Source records
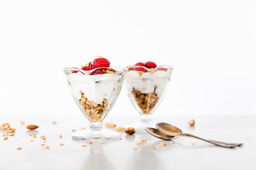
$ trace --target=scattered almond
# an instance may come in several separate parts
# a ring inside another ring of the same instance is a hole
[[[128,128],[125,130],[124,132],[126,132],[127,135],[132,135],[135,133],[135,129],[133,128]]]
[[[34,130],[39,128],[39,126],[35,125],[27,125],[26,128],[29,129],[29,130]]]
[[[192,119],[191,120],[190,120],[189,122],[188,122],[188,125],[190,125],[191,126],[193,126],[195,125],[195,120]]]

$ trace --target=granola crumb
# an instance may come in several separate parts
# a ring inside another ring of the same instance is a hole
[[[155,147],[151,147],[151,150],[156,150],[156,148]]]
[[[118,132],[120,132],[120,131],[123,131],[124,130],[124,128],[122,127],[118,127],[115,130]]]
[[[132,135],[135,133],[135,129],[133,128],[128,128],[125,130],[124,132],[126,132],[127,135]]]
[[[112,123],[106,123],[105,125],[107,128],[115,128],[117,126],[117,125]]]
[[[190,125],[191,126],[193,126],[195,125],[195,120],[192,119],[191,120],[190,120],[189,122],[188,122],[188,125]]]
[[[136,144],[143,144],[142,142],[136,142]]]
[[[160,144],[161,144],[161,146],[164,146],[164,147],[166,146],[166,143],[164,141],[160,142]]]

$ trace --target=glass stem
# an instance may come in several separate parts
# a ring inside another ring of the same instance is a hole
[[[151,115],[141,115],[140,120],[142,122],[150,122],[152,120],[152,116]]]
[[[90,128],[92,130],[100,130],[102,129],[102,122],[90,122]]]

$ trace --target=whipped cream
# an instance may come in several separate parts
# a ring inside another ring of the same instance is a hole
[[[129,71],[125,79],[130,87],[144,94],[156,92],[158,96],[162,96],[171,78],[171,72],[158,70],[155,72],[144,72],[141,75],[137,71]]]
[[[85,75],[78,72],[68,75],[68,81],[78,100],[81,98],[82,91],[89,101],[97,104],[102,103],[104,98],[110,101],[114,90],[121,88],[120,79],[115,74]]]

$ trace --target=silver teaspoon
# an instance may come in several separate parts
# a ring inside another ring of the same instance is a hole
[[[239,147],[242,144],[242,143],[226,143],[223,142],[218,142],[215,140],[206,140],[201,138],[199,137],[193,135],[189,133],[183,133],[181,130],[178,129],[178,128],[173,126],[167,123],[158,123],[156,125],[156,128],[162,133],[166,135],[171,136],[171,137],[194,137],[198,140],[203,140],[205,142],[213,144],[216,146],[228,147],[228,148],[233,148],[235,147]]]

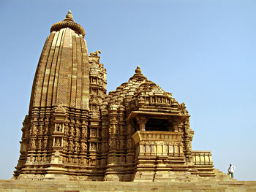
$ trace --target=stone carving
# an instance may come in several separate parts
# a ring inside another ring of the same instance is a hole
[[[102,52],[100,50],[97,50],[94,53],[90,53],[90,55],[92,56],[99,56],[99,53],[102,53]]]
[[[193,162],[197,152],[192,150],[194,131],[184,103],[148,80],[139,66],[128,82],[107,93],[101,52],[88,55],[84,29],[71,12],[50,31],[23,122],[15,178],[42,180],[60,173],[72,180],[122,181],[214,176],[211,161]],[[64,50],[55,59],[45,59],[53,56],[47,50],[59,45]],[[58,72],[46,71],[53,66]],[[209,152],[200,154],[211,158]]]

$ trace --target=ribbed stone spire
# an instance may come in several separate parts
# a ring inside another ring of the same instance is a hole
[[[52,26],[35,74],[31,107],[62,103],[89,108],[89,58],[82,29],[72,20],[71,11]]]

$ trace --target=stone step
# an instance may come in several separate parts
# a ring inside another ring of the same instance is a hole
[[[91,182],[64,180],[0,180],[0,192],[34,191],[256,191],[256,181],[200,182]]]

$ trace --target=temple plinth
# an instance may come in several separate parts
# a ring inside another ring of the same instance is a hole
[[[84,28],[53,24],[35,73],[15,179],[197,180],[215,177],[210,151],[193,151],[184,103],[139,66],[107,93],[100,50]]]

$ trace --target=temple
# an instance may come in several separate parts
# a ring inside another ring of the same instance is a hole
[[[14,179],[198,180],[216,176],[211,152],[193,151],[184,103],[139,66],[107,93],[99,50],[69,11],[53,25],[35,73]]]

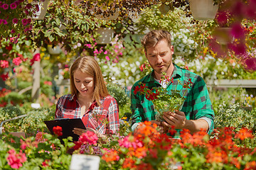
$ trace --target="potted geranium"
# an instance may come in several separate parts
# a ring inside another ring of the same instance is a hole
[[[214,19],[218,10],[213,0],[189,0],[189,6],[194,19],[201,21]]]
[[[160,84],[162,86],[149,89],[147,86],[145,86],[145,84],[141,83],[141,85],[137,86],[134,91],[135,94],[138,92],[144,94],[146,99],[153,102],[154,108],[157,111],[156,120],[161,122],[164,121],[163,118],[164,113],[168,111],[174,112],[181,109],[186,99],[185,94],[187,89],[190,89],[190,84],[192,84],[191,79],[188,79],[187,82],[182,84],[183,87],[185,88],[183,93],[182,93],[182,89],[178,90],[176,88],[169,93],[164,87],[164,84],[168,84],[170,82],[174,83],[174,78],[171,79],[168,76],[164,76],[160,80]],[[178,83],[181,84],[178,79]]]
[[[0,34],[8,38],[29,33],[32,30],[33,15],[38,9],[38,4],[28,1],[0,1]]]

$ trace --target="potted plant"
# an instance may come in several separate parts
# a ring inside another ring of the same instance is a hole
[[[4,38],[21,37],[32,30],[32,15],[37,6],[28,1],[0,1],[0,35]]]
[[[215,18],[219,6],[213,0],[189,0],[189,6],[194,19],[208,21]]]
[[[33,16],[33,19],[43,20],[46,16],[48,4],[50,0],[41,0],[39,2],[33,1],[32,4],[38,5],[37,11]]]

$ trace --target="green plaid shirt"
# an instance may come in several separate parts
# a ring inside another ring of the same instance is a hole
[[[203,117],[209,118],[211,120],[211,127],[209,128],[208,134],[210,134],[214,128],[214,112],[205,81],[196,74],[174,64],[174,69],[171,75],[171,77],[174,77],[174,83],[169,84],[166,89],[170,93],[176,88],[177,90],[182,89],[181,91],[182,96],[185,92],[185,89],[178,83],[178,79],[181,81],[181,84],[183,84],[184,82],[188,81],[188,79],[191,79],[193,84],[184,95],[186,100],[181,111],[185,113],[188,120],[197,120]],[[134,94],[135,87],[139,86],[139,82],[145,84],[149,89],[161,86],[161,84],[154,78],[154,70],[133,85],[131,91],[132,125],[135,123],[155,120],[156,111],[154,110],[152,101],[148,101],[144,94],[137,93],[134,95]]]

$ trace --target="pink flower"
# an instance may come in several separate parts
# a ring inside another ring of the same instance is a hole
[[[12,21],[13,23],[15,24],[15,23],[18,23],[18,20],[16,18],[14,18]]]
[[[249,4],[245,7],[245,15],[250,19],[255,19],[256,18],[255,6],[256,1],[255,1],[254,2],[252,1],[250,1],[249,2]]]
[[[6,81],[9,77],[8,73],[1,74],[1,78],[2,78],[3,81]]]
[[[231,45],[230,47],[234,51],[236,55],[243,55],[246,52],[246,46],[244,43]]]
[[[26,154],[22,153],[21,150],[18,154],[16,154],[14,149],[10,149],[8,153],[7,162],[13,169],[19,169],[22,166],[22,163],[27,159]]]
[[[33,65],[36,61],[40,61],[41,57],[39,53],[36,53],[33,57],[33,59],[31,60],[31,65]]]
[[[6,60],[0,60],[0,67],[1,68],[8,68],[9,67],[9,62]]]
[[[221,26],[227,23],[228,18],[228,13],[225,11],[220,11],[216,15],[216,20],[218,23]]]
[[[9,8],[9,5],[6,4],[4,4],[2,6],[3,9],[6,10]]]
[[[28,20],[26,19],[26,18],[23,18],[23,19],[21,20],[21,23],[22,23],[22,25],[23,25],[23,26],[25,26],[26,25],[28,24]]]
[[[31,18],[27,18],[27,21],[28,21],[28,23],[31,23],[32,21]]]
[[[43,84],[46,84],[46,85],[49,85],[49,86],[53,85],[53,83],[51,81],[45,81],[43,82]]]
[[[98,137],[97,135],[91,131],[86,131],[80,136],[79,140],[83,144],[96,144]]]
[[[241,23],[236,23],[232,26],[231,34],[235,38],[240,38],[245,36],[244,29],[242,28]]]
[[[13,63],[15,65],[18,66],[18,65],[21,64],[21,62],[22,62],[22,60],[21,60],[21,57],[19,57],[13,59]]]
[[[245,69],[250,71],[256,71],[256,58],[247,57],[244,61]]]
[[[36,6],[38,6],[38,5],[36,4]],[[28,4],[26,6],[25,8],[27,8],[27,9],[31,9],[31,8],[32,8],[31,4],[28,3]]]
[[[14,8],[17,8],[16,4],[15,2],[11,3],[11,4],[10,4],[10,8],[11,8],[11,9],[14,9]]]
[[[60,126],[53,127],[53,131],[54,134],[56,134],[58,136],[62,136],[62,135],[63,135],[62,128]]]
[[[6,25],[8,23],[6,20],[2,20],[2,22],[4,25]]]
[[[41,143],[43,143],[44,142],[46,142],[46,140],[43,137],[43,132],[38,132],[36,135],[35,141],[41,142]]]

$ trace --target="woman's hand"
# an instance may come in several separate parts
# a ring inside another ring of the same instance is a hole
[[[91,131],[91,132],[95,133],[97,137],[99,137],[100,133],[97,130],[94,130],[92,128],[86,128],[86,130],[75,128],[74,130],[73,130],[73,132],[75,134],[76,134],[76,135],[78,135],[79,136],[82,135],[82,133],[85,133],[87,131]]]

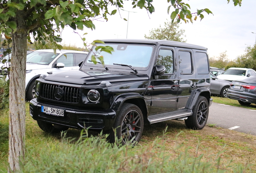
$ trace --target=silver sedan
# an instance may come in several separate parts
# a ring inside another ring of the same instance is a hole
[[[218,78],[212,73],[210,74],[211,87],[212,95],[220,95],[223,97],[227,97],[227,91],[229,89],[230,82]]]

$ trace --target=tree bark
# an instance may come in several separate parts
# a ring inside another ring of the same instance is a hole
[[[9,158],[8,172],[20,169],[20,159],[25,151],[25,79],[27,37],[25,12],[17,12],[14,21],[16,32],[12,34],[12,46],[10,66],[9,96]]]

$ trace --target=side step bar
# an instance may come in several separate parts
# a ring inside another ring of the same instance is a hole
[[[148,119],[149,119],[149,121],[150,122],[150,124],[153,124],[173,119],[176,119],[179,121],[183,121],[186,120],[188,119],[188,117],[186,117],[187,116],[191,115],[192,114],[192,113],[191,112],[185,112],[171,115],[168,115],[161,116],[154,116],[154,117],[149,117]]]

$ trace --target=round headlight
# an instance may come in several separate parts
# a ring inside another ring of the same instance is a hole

# [Work to do]
Starting at the line that contains "trace --target=silver sedan", quote each remaining line of the entries above, unchanged.

# [Result of the task]
$ trace --target=silver sedan
# an instance may come in several separate parts
# a ring inside another ring of the same instance is a hole
[[[218,78],[212,73],[210,74],[211,87],[212,95],[220,95],[223,97],[227,97],[227,91],[229,89],[230,82]]]

$ trace --target=tree bark
# an instance may come in several separate parts
# a ring inside another ring of the same instance is a hole
[[[9,158],[8,172],[20,169],[20,159],[25,151],[25,79],[27,37],[25,12],[17,12],[14,21],[16,32],[12,34],[12,46],[10,66],[9,96]]]

$ trace --target=side step bar
# an instance may come in several separate parts
# a ring inside another ring of the same instance is a hole
[[[148,119],[149,119],[149,121],[150,122],[150,124],[153,124],[173,119],[176,119],[179,121],[183,121],[186,120],[188,119],[188,117],[186,117],[187,116],[191,115],[192,114],[192,113],[191,112],[185,112],[171,115],[168,115],[161,116],[154,116],[154,117],[149,117]]]

$ trace --target=round headlight
# an instance may come in several separate parts
# a ring inside another ring of the same instance is a hole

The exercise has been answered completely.